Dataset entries
»»

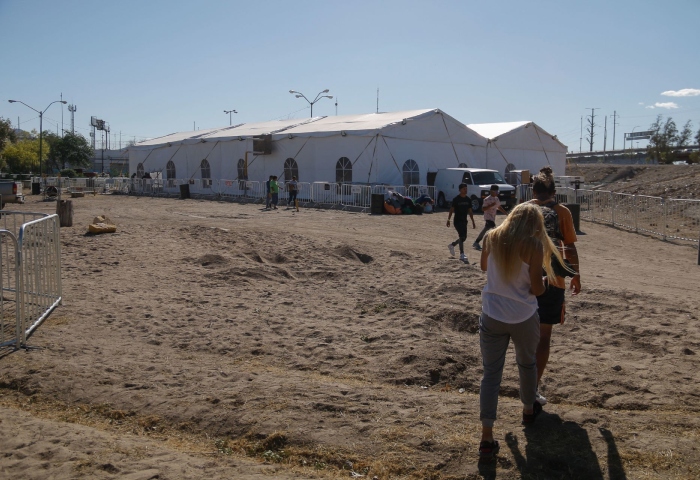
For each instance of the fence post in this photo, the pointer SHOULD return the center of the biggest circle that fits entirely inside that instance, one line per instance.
(612, 208)
(663, 199)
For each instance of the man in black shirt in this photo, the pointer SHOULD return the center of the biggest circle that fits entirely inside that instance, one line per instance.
(461, 206)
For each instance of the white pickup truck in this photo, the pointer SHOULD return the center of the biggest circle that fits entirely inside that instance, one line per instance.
(10, 192)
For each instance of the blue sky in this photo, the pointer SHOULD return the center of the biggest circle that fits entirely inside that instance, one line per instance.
(154, 67)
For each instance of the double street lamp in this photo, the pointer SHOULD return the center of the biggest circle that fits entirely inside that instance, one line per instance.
(632, 137)
(229, 115)
(41, 124)
(318, 97)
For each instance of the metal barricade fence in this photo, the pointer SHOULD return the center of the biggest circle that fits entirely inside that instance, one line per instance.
(384, 189)
(40, 275)
(649, 214)
(34, 259)
(10, 312)
(664, 217)
(415, 191)
(682, 219)
(326, 193)
(357, 196)
(624, 210)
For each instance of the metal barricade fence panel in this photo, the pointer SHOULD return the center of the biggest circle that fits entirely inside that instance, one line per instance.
(384, 189)
(356, 195)
(40, 258)
(10, 324)
(625, 210)
(650, 214)
(303, 192)
(415, 191)
(231, 188)
(683, 219)
(326, 193)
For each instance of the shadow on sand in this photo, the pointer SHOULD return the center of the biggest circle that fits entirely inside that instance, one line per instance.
(555, 449)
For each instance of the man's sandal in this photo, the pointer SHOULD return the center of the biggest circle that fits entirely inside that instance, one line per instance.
(488, 449)
(529, 418)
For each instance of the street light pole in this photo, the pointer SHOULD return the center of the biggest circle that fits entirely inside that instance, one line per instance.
(631, 137)
(229, 116)
(41, 124)
(318, 97)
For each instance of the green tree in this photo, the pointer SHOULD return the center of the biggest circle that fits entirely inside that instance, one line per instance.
(7, 133)
(73, 149)
(686, 135)
(663, 141)
(22, 157)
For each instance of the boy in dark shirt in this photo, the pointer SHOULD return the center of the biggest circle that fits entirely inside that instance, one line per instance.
(461, 206)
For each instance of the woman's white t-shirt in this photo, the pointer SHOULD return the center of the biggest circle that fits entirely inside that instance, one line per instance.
(508, 302)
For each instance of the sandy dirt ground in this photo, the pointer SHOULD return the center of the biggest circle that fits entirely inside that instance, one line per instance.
(209, 339)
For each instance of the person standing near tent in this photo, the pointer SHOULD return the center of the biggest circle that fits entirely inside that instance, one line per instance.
(491, 205)
(513, 257)
(461, 206)
(268, 193)
(560, 228)
(274, 192)
(293, 187)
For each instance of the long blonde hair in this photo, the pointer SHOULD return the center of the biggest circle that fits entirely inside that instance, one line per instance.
(517, 238)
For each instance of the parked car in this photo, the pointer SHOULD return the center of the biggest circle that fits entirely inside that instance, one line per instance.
(10, 192)
(478, 180)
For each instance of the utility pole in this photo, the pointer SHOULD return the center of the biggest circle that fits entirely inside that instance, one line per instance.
(591, 126)
(72, 109)
(605, 138)
(580, 139)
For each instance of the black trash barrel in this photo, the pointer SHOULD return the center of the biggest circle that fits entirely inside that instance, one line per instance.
(377, 205)
(575, 209)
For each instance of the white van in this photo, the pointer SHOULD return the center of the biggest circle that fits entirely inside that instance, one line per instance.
(478, 180)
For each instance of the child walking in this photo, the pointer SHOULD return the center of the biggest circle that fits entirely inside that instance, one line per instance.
(513, 257)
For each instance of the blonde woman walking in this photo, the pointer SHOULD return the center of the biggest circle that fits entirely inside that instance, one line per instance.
(513, 257)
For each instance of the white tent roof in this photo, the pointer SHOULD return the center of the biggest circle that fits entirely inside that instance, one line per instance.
(312, 127)
(494, 130)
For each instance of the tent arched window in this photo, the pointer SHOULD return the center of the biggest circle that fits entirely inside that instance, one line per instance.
(206, 173)
(170, 173)
(343, 170)
(411, 173)
(242, 173)
(242, 170)
(291, 169)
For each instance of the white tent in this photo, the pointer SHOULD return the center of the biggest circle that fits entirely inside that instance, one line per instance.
(521, 146)
(395, 148)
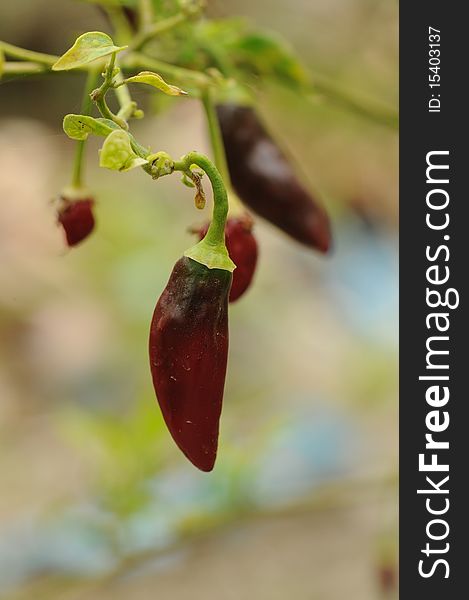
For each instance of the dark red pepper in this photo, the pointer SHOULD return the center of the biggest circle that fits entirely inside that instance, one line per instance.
(188, 356)
(77, 219)
(242, 248)
(265, 181)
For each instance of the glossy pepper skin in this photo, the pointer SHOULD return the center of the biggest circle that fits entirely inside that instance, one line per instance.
(188, 357)
(242, 248)
(77, 220)
(265, 181)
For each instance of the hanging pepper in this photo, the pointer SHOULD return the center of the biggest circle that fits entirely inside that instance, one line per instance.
(264, 180)
(77, 219)
(242, 248)
(189, 334)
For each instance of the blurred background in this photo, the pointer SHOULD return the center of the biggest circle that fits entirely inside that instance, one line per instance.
(96, 502)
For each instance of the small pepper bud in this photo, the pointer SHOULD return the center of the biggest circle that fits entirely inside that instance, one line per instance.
(265, 181)
(77, 219)
(242, 248)
(188, 356)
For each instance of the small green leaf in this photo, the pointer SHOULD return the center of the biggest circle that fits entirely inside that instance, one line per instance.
(78, 127)
(157, 82)
(88, 47)
(117, 154)
(267, 55)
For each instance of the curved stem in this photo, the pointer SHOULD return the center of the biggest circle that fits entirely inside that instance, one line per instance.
(216, 231)
(77, 173)
(211, 250)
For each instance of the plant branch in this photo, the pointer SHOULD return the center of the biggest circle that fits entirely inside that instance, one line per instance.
(145, 11)
(216, 231)
(23, 68)
(99, 95)
(77, 173)
(155, 29)
(179, 74)
(380, 115)
(28, 55)
(215, 136)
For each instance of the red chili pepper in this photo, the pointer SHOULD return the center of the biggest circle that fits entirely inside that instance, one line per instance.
(264, 180)
(188, 356)
(76, 217)
(242, 248)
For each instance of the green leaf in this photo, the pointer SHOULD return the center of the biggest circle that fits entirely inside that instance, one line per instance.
(78, 127)
(88, 47)
(117, 154)
(157, 82)
(268, 55)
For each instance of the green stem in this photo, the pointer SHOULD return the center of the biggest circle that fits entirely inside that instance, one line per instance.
(218, 149)
(127, 105)
(211, 251)
(145, 10)
(99, 95)
(122, 30)
(29, 55)
(77, 172)
(22, 68)
(179, 74)
(216, 140)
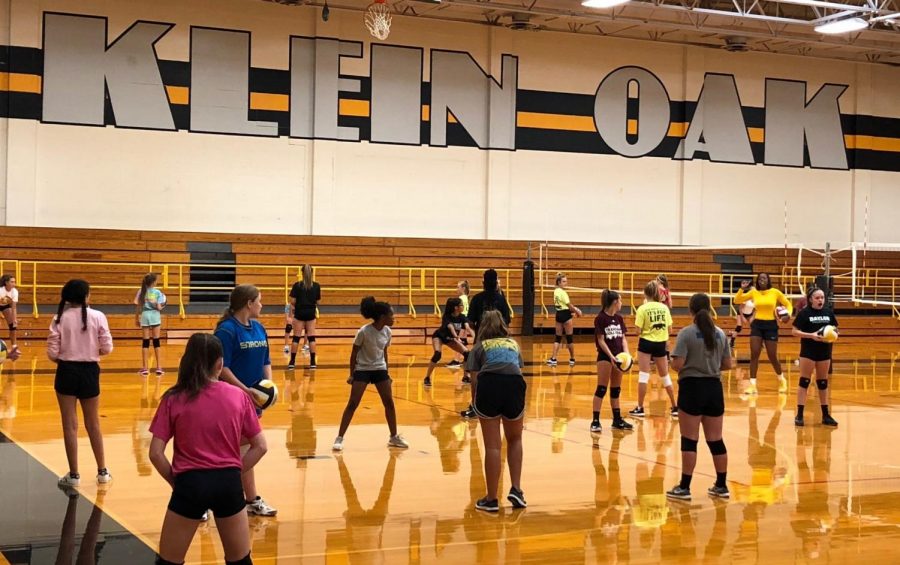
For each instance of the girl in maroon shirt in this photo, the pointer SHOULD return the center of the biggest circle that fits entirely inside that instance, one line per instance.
(609, 335)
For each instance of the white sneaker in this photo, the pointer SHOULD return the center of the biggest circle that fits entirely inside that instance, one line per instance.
(68, 480)
(398, 442)
(259, 508)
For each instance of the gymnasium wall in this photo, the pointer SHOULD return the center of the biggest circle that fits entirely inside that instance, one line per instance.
(258, 133)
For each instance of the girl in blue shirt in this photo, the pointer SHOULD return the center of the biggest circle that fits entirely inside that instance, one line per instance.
(245, 348)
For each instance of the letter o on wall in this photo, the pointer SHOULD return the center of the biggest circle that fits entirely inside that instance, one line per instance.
(611, 111)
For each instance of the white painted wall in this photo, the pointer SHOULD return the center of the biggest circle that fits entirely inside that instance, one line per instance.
(114, 178)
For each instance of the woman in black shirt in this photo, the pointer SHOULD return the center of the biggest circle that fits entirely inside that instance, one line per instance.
(305, 296)
(815, 353)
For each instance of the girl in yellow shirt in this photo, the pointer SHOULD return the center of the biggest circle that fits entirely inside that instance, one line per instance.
(764, 328)
(564, 325)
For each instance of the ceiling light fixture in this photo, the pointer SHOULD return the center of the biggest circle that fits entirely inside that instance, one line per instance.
(601, 4)
(842, 26)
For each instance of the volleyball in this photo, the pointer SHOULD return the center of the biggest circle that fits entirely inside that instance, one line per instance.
(265, 393)
(828, 333)
(625, 361)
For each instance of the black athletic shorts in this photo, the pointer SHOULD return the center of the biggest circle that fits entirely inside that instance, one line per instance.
(563, 316)
(701, 396)
(80, 379)
(816, 351)
(372, 377)
(656, 349)
(305, 313)
(219, 490)
(499, 395)
(766, 329)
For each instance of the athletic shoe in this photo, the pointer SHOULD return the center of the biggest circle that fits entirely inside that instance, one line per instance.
(782, 384)
(622, 425)
(68, 481)
(679, 493)
(517, 497)
(259, 508)
(487, 505)
(398, 442)
(718, 492)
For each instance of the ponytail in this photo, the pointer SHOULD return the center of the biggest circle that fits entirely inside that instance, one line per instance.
(702, 310)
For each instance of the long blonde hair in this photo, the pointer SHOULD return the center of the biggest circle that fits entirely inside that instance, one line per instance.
(492, 325)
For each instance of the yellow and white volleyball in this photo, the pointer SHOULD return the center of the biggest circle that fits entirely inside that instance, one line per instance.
(265, 393)
(829, 334)
(625, 361)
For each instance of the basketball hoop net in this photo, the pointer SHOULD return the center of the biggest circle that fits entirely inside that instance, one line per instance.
(378, 19)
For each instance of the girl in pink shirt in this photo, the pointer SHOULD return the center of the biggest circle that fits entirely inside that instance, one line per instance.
(208, 420)
(79, 335)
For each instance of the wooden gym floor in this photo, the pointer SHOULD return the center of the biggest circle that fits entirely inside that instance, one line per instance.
(807, 495)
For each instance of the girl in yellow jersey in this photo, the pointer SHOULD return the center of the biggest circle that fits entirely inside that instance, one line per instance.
(764, 328)
(564, 325)
(653, 320)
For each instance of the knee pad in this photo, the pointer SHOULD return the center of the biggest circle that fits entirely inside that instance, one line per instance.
(688, 444)
(717, 447)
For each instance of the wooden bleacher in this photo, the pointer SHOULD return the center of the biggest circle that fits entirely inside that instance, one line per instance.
(351, 267)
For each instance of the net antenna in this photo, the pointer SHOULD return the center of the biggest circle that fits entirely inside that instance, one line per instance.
(378, 19)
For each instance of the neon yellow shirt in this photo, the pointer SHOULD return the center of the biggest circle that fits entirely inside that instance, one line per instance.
(766, 301)
(653, 320)
(560, 299)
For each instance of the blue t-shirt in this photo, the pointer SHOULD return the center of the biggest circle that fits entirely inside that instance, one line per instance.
(245, 349)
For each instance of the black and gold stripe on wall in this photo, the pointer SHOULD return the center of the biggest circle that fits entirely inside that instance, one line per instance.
(545, 121)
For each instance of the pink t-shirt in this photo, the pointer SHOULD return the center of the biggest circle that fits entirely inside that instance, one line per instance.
(207, 429)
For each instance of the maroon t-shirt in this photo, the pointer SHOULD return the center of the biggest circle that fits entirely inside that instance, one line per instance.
(612, 329)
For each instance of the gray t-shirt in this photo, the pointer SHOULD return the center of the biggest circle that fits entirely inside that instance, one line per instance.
(699, 361)
(371, 343)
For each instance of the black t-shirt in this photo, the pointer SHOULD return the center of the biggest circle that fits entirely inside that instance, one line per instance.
(306, 297)
(810, 320)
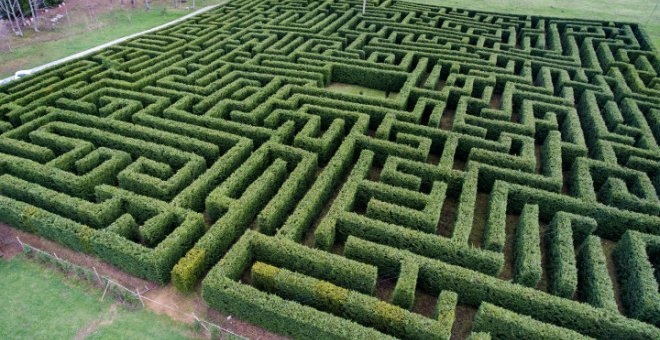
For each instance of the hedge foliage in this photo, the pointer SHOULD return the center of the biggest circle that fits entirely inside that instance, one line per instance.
(296, 156)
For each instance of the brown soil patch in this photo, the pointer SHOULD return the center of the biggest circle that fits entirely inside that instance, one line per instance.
(166, 299)
(463, 324)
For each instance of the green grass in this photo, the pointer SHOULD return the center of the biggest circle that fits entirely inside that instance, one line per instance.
(39, 303)
(116, 24)
(639, 11)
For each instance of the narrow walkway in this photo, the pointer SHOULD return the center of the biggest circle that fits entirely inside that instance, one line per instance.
(117, 41)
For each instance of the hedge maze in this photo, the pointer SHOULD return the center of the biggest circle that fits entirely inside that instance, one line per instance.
(499, 180)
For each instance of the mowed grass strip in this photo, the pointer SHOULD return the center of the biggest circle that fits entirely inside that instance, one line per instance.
(40, 303)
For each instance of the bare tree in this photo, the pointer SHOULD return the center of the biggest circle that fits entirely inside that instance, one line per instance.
(35, 14)
(9, 7)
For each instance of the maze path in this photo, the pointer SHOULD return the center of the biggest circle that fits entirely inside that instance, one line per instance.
(505, 183)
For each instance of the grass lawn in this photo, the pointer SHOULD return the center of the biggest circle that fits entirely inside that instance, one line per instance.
(39, 303)
(639, 11)
(67, 40)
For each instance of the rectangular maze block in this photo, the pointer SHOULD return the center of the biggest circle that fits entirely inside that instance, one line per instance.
(413, 172)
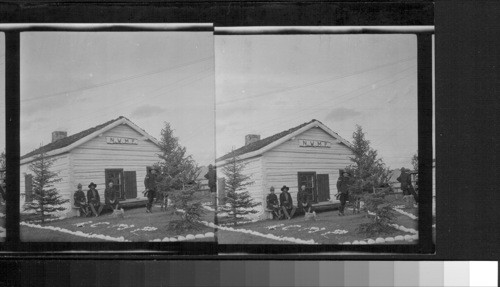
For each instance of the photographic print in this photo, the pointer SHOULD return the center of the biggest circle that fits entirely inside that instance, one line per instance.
(317, 138)
(117, 135)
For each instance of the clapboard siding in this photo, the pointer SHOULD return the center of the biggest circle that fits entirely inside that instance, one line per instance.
(282, 163)
(253, 169)
(89, 160)
(60, 166)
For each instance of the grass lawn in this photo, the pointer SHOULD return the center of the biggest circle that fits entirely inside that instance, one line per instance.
(137, 225)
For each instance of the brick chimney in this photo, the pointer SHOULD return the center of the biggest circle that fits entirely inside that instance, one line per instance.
(57, 135)
(251, 138)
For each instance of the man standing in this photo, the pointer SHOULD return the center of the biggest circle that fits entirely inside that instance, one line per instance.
(286, 202)
(81, 201)
(273, 204)
(212, 183)
(150, 184)
(343, 184)
(304, 200)
(111, 197)
(94, 199)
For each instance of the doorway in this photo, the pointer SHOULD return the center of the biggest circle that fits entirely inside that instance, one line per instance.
(116, 176)
(309, 180)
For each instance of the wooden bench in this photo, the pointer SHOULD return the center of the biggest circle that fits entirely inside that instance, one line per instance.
(75, 211)
(268, 214)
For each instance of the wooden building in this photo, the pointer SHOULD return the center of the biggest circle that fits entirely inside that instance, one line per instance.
(117, 151)
(310, 154)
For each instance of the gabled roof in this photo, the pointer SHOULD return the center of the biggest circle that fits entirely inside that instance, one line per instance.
(70, 142)
(263, 145)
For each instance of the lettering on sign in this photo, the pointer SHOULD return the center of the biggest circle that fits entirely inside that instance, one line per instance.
(314, 143)
(121, 140)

««

### [TO DO]
Extract exactly the lines between the line containing "For each instance of the clapboard" and the end of the data, including both.

### [SOLUTION]
For each instance of the clapboard siding in this photo, the pointer SHOULD return the center of the biggest circle that fits entirely inside that instance, one line per instance.
(282, 163)
(253, 169)
(89, 160)
(60, 166)
For each instance of the grass lawn in this photo, the pointer SHOULD return the center of the biggest circle that fits entirely inside that instance, one line per instance.
(137, 225)
For each instance of the brick chimney in this photo, the pointer SHOULD return the center of the biggest circle that fits entirely inside that instance, one line per instance.
(57, 135)
(251, 138)
For each instance of the man standing in this photo, the pointer SHOULD return the center of the biggest circle that fits entirely inside that instance, one line per instance.
(286, 202)
(81, 201)
(273, 204)
(212, 183)
(150, 184)
(343, 184)
(304, 200)
(111, 197)
(94, 199)
For each instance of the doorway in this photo, the pointer SHOULD return the center of the biggest circle that fits entirely inside that instance, one line per instance.
(116, 176)
(309, 180)
For each instance of the wooden bench in this photo, the pointer SHOULD return the center of the biggest circle that fits entirely inside that instance, one line per instance.
(75, 211)
(268, 214)
For each instance of the wooden building in this photo, the pointer SHOULD return the center of the biggest circle that fits entirely inside that instance, one line per instance.
(117, 151)
(310, 154)
For each instance of the gabled roof in this photo, the pointer SHOULD return the center of the biggest circle that fits entirely inside that instance, one line per instance.
(70, 142)
(263, 145)
For each instance of the lettering on sign in this photo, the pointer SHOULD return the center of the biggest circle that fits entirely inside that instance, one line per instance.
(314, 143)
(121, 140)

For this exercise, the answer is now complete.